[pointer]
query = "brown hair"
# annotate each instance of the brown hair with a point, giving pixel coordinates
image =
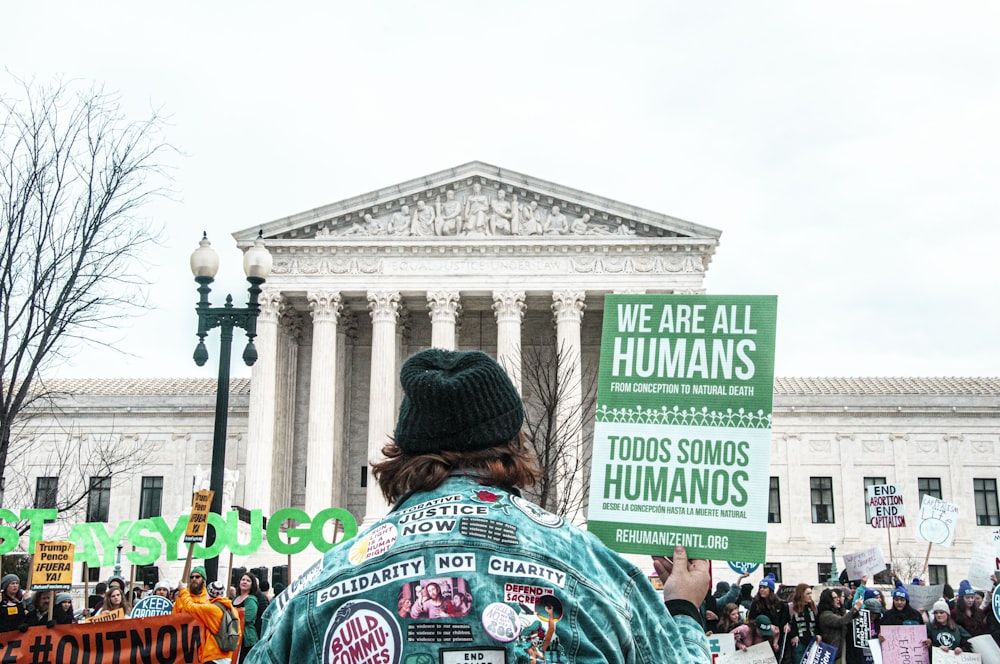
(510, 465)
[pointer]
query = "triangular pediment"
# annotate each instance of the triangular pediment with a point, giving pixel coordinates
(476, 200)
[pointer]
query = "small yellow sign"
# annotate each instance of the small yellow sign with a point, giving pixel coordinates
(53, 566)
(198, 523)
(117, 614)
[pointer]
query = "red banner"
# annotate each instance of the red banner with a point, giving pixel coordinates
(163, 639)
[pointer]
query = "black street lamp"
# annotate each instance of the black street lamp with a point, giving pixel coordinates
(205, 265)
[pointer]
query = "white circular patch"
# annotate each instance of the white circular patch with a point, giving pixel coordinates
(363, 632)
(536, 513)
(375, 543)
(500, 621)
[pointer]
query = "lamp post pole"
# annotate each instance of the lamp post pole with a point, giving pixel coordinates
(205, 265)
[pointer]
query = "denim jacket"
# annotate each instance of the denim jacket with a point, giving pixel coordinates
(470, 573)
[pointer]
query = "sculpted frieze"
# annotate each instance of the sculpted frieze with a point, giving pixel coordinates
(474, 212)
(326, 265)
(639, 265)
(526, 264)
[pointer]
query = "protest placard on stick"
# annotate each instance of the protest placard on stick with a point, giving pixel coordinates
(682, 435)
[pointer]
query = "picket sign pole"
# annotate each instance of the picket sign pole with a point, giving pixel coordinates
(289, 579)
(927, 559)
(891, 564)
(131, 576)
(86, 592)
(187, 565)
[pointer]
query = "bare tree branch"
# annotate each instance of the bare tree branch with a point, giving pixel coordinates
(74, 461)
(74, 176)
(559, 431)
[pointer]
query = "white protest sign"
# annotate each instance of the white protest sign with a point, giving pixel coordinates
(937, 521)
(864, 563)
(885, 505)
(981, 567)
(758, 654)
(923, 597)
(721, 645)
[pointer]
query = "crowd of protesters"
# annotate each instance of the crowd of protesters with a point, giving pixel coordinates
(790, 625)
(21, 611)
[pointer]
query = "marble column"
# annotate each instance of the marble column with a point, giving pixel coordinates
(261, 415)
(508, 306)
(289, 339)
(347, 328)
(444, 308)
(568, 306)
(323, 460)
(384, 308)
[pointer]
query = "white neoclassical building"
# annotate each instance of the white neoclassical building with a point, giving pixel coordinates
(479, 257)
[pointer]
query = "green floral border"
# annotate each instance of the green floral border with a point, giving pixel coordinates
(740, 418)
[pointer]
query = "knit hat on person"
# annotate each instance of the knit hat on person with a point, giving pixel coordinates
(7, 580)
(458, 401)
(764, 625)
(216, 589)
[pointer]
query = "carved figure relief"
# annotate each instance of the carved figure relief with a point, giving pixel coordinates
(478, 214)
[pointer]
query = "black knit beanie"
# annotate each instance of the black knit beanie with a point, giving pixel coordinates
(456, 401)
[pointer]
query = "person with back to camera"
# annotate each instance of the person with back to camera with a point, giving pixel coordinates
(833, 618)
(458, 457)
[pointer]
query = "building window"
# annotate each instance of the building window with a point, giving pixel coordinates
(987, 512)
(937, 575)
(870, 481)
(99, 499)
(151, 498)
(884, 577)
(774, 502)
(46, 492)
(929, 486)
(821, 496)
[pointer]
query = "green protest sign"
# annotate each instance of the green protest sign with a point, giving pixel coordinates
(682, 438)
(154, 537)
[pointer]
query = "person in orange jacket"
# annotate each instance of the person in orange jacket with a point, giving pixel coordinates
(207, 608)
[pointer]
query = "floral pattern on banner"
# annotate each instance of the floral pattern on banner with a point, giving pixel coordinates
(740, 418)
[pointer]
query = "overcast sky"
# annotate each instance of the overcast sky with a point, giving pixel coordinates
(848, 151)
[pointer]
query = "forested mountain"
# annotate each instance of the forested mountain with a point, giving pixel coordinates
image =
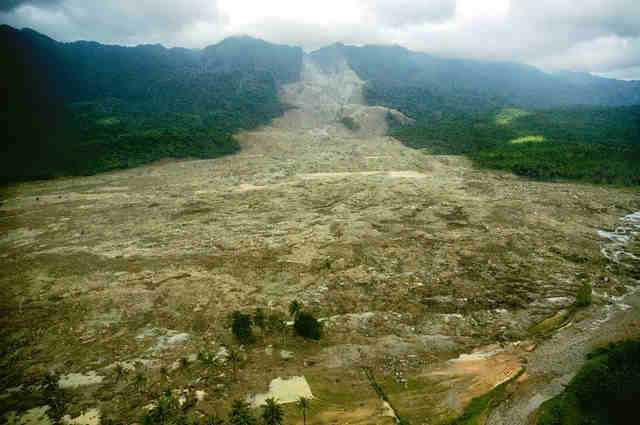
(84, 107)
(426, 87)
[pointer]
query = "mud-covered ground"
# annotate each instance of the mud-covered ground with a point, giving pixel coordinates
(413, 260)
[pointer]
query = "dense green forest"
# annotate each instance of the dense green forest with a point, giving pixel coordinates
(81, 108)
(433, 88)
(590, 144)
(602, 392)
(504, 115)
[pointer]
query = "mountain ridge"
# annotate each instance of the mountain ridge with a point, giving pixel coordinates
(59, 95)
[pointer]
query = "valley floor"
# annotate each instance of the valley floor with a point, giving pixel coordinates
(412, 259)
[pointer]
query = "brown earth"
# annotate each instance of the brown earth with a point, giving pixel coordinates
(414, 259)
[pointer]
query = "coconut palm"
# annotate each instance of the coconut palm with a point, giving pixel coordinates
(234, 357)
(303, 404)
(294, 308)
(240, 414)
(272, 413)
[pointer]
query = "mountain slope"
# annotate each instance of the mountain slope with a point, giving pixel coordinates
(84, 107)
(428, 87)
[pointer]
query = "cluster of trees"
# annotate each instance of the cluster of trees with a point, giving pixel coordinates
(602, 392)
(589, 144)
(82, 108)
(304, 324)
(168, 410)
(429, 87)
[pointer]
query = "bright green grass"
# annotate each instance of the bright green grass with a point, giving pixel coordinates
(509, 114)
(527, 139)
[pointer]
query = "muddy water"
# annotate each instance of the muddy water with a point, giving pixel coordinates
(556, 360)
(615, 243)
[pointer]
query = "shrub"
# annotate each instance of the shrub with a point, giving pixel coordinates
(241, 327)
(307, 326)
(350, 123)
(583, 298)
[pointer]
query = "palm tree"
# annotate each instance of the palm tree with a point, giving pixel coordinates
(240, 414)
(272, 413)
(259, 319)
(303, 404)
(294, 308)
(234, 357)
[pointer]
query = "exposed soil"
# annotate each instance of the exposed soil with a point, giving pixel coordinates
(413, 260)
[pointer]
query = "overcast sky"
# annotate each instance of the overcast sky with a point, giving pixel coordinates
(598, 36)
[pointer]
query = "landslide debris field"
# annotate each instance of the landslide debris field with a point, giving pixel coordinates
(431, 275)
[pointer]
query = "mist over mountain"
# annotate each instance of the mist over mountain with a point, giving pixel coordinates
(132, 105)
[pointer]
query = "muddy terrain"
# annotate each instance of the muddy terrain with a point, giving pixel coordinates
(430, 275)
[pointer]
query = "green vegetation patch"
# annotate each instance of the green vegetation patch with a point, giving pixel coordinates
(592, 145)
(528, 139)
(480, 406)
(109, 121)
(507, 115)
(603, 392)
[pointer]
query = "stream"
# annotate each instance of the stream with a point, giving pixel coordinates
(557, 359)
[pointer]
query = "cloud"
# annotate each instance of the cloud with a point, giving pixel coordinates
(400, 13)
(8, 5)
(119, 21)
(592, 35)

========================================================================

What is expected: Reproduce the material word for word, minus the images.

Output for this task:
[pointer]
query = "brown hair"
# annotate each instance of the brown hair with a point, giving pixel coordinates
image =
(510, 465)
[pointer]
query = "triangular pediment"
# annotate each instance of the triangular pediment with a point, giving pixel coordinates
(476, 200)
[pointer]
query = "small yellow sign"
# annotate each instance of the small yellow sign with a point, giving pixel coordinates
(53, 566)
(198, 523)
(117, 614)
[pointer]
query = "red banner"
# annotate each instance of the red banner with a point, giving pixel coordinates
(163, 639)
[pointer]
query = "black street lamp"
# annotate each instance of the black street lamp with a point, giving pixel coordinates
(205, 265)
[pointer]
query = "white circular patch"
# annotate each instance of the white circular patch with a point, giving pixel coordinates
(363, 632)
(536, 513)
(375, 543)
(500, 621)
[pointer]
query = "lamp post pole"
# annotate each instance of the lamp post pole with a point, giving pixel coordinates
(205, 265)
[pointer]
query = "denim jacket"
# annotate each instance of the denim jacket with a point, giving pixel coordinates
(470, 573)
[pointer]
query = "sculpted frieze"
# annotate each instance of the sculpted frieze with a point, giving pixel coordinates
(474, 212)
(326, 265)
(639, 265)
(526, 264)
[pointer]
query = "protest placard on stick"
# annotate each instance of the protest placard on stick with a point, giving pixel coordinates
(682, 435)
[pointer]
query = "picket sign pole"
# annotate each instance of the picket sign pole with a point, giving pixel coordinates
(289, 579)
(927, 559)
(891, 564)
(131, 576)
(86, 592)
(187, 565)
[pointer]
query = "bare tree branch"
# annotate each instance of the bare tree branch with a point, giving pixel coordinates
(74, 461)
(74, 176)
(559, 431)
[pointer]
query = "white protest sign"
# annotate each instance of the white protest sign with a point, giving pixel coordinates
(937, 521)
(864, 563)
(885, 505)
(981, 567)
(758, 654)
(923, 597)
(721, 645)
[pointer]
query = "crowd of protesters"
# annotate each instance of the crowd of protesters with a point, giving pixel coordinates
(790, 625)
(21, 611)
[pointer]
query = "marble column"
# annotate each instance of the marble column with a point, giving pixel coordinates
(261, 415)
(508, 306)
(289, 339)
(347, 328)
(444, 308)
(568, 306)
(323, 460)
(384, 308)
[pointer]
query = "white neoclassical building"
# annotate each instance of the white neoclassical building with a point, giving pixel coordinates
(479, 257)
[pointer]
query = "green floral border"
# annotate each instance of the green floral border with a point, giving pixel coordinates
(740, 418)
[pointer]
query = "knit hat on person"
# annotate each instance of the knit hat on person with a point, giving pixel coordinates
(7, 580)
(458, 401)
(764, 625)
(216, 589)
[pointer]
query = "carved figure relief"
# annotate each instance of the carved figure relief with a point, giving pixel coordinates
(478, 214)
[pointer]
query = "black knit beanie"
# annotate each instance of the black knit beanie with a point, giving pixel coordinates
(456, 401)
[pointer]
query = "person with back to camera"
# annotate each instance of the person with back to camera with a point, giving pixel coordinates
(833, 618)
(458, 457)
[pointer]
query = "building window"
# annotate each instance of the building window with a point, giving pixel coordinates
(987, 512)
(937, 575)
(870, 481)
(99, 499)
(151, 498)
(884, 577)
(774, 502)
(46, 492)
(929, 486)
(821, 496)
[pointer]
query = "green protest sign"
# annotate each instance of the green protest sign with a point, giving pixel coordinates
(682, 438)
(154, 537)
[pointer]
query = "person in orange jacket"
# annotate each instance of the person in orange jacket with a point, giving pixel coordinates
(207, 608)
[pointer]
query = "floral pattern on banner"
# annotate each instance of the floral pattern on banner with a point, giving pixel coordinates
(740, 418)
[pointer]
query = "overcast sky"
# annotate each instance of the overcast sky with a point, giving pixel coordinates
(848, 151)
[pointer]
query = "forested mountain"
# annotate each instance of the forested mountain with a point, giving pixel coordinates
image =
(84, 107)
(426, 87)
[pointer]
query = "mud-covered ground"
# annotate each instance of the mud-covered ground with a point, giving pixel coordinates
(413, 260)
[pointer]
query = "dense green forest"
# annotate each instance of the dense green forest with a point, giving pixel coordinates
(81, 108)
(433, 88)
(590, 144)
(602, 392)
(504, 115)
[pointer]
query = "mountain ridge"
# annotate each instance of the mountain ridge with a point, giving pixel coordinates
(59, 95)
[pointer]
query = "valley floor"
# annotate each instance of the valley floor with a point, giving pixel coordinates
(412, 259)
[pointer]
query = "brown earth"
# annotate each instance of the brown earth with a point, giving pixel coordinates
(414, 259)
[pointer]
query = "coconut palm"
# annotate each instance of the coconut palm with a point, giving pixel coordinates
(234, 357)
(303, 404)
(294, 308)
(240, 414)
(272, 413)
[pointer]
query = "mountain slope"
# annotate each instance of the mountain slope with a point, giving pixel coordinates
(84, 107)
(428, 87)
[pointer]
query = "cluster of trees"
# annotate each instance of the cluster of trees with a point, giving pixel coordinates
(602, 392)
(589, 144)
(82, 108)
(304, 324)
(168, 410)
(429, 87)
[pointer]
query = "bright green grass"
# annotate each instance of the bright green grass with a point, giving pixel coordinates
(509, 114)
(527, 139)
[pointer]
query = "muddy water"
# annotate each instance of the muddy water with a point, giving pixel coordinates
(556, 360)
(615, 243)
[pointer]
query = "shrub"
# annotate each instance of the shrub with a point, giving pixel coordinates
(241, 327)
(307, 326)
(350, 123)
(583, 298)
[pointer]
query = "palm tree"
# annotate each instance of the palm tree with a point, giving pixel coordinates
(240, 414)
(272, 413)
(259, 319)
(303, 404)
(294, 308)
(234, 357)
[pointer]
query = "exposed soil"
# annotate each instance of the exposed soil with a point, giving pixel coordinates
(413, 260)
[pointer]
query = "overcast sky"
# annotate each instance of the overcast sky with a point, giving pixel coordinates
(598, 36)
[pointer]
query = "landslide debris field"
# annotate each instance of the landslide debris field with a point, giving pixel coordinates
(431, 275)
[pointer]
query = "mist over mountain"
# annotate each instance of the mist over mountain with a point, giving pixel coordinates
(132, 105)
[pointer]
query = "muddy terrain"
# annotate each instance of the muddy terrain with a point, giving pixel coordinates
(430, 275)
[pointer]
query = "green vegetation patch"
# annotate each instance of the green vegetation patch with a point, giving pixel coordinates
(592, 145)
(528, 139)
(480, 406)
(109, 121)
(507, 115)
(603, 392)
[pointer]
query = "stream"
# annotate each instance of the stream with a point, giving pixel coordinates
(557, 359)
[pointer]
query = "cloud"
# annotate each instance of the cloud with a point, giving pixel coordinates
(400, 13)
(8, 5)
(119, 21)
(592, 35)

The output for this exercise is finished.